_GIVEN EXERCISE_
Please count the lines below that contain the string "track" and give only that number. Case counts.

(Pointing records)
>>>

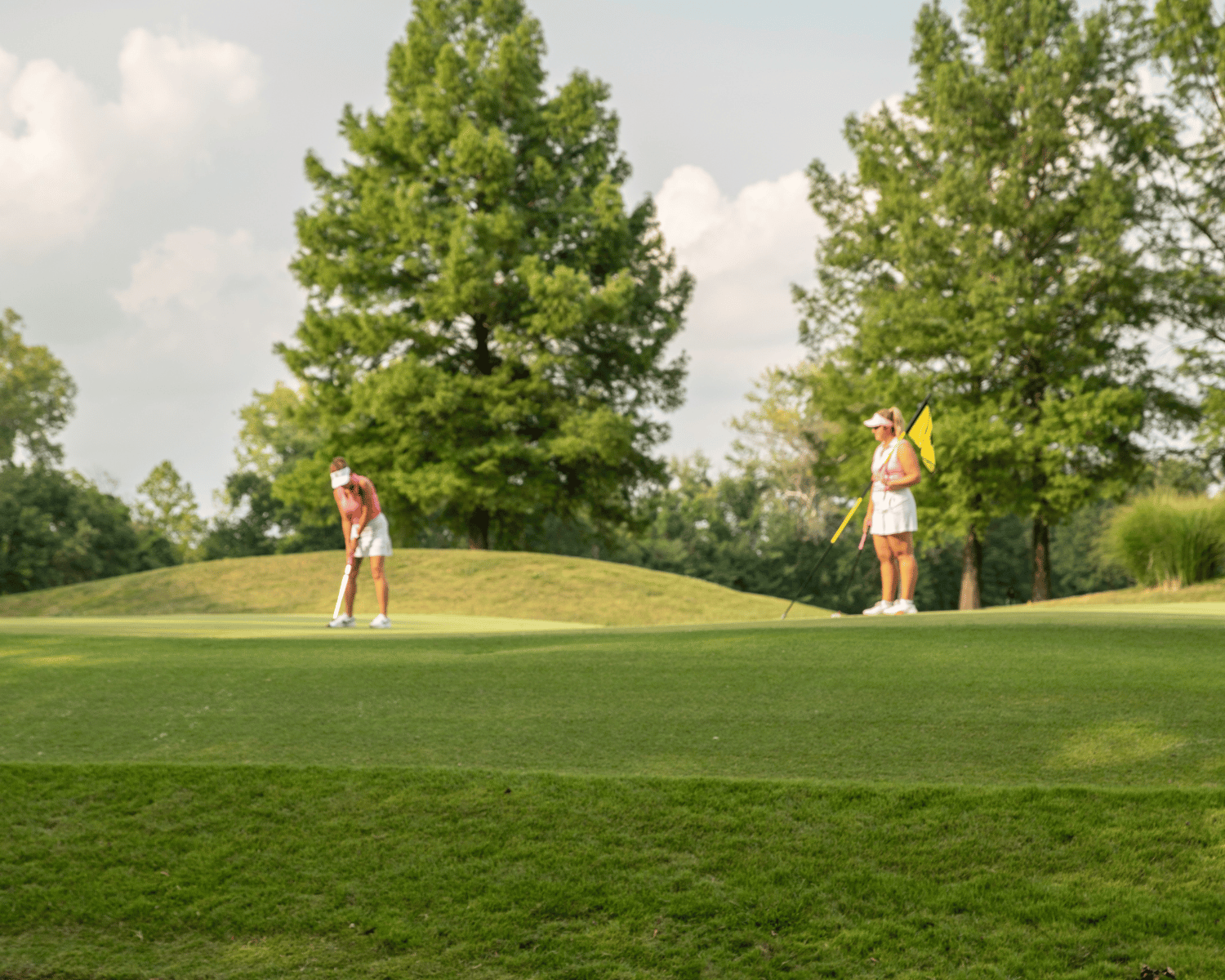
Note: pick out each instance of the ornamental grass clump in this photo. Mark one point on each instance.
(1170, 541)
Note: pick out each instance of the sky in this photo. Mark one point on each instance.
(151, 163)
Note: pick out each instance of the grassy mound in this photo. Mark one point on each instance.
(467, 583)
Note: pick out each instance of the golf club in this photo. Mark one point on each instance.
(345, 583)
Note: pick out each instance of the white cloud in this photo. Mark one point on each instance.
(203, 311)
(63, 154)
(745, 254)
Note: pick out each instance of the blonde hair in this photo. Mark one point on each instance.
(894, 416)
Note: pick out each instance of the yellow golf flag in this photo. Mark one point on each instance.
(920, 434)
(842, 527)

<<<
>>>

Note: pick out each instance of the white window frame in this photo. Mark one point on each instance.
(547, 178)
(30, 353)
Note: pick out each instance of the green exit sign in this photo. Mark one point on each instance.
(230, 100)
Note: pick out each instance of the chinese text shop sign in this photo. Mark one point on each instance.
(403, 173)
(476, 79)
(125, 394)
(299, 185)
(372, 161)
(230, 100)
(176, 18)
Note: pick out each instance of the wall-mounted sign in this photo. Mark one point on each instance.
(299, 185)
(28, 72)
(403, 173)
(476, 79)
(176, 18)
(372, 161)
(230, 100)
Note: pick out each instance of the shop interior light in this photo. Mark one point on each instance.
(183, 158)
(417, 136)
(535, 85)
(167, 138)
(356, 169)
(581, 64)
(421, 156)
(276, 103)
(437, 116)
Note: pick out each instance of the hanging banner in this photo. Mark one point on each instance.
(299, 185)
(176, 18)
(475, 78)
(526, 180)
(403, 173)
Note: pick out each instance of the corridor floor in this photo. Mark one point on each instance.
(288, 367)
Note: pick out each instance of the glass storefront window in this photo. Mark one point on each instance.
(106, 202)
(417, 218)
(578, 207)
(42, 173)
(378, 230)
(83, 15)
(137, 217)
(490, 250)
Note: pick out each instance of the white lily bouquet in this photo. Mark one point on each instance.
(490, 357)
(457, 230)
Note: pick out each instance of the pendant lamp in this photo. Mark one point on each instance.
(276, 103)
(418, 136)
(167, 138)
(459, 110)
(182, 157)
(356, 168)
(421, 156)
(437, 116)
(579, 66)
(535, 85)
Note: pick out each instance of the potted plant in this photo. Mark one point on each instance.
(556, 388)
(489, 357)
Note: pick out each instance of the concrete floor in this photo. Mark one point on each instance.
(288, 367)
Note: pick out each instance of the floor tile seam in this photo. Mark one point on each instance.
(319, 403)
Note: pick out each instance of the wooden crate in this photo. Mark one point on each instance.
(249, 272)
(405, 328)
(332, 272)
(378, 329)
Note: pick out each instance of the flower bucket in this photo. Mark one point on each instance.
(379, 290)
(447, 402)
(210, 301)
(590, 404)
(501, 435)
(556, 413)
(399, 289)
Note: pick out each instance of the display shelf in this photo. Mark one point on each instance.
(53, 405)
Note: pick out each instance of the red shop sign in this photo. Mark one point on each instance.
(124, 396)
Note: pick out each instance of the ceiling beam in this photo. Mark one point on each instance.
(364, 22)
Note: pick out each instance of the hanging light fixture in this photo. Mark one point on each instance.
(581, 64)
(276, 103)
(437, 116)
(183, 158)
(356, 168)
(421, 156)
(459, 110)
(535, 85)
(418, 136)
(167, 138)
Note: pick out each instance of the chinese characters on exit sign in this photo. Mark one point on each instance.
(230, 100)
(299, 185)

<<<
>>>

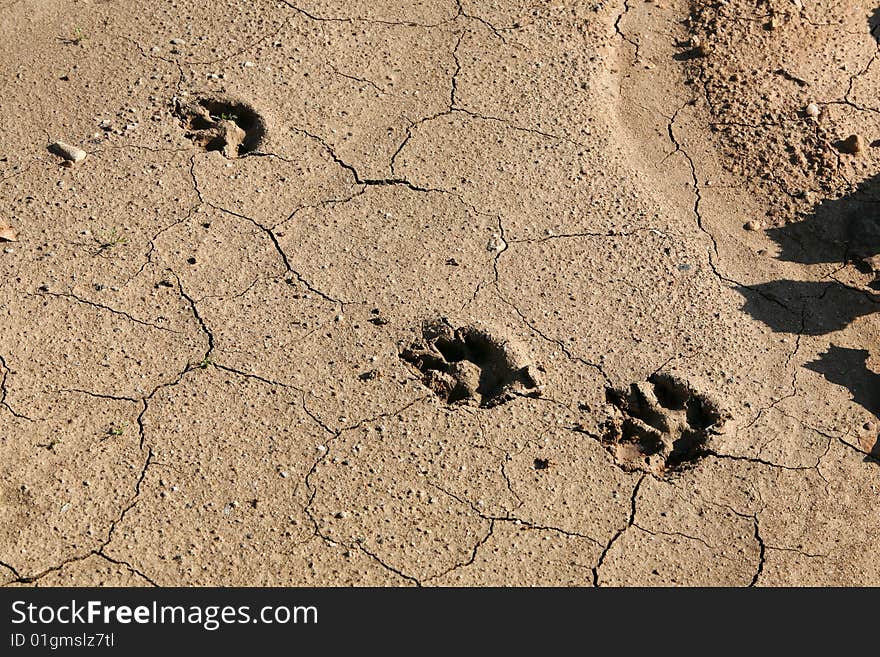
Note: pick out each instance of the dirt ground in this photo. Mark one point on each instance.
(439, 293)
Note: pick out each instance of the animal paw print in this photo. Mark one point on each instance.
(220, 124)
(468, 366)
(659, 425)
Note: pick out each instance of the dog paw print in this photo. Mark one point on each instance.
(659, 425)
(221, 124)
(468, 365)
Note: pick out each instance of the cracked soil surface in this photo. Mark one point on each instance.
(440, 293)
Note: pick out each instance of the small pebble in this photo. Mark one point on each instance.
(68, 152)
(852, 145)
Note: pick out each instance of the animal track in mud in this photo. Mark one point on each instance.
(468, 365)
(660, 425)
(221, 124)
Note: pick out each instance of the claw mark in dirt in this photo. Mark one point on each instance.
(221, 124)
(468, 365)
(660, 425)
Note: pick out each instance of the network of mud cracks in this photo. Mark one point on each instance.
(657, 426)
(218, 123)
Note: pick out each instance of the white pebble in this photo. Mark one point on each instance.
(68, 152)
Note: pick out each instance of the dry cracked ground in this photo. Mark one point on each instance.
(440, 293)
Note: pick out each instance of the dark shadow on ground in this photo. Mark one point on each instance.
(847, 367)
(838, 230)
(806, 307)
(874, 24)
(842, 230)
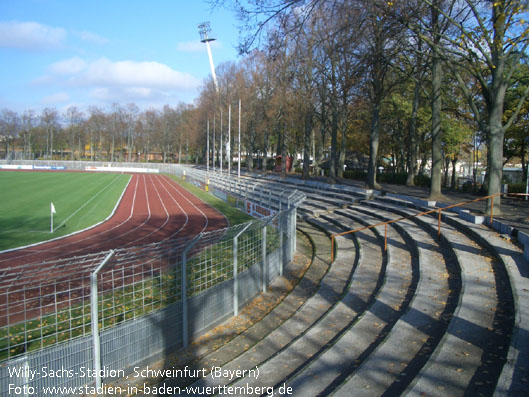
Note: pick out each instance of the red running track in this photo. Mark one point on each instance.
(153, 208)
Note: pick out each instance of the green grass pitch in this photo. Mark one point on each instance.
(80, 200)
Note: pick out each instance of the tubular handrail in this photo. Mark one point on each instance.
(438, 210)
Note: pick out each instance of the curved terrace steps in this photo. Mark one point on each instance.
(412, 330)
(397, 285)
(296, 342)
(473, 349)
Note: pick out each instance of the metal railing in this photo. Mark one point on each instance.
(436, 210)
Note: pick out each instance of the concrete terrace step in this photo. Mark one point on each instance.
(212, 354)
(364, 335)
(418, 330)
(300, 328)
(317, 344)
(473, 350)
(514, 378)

<<<

_FINISHED EXERCISE_
2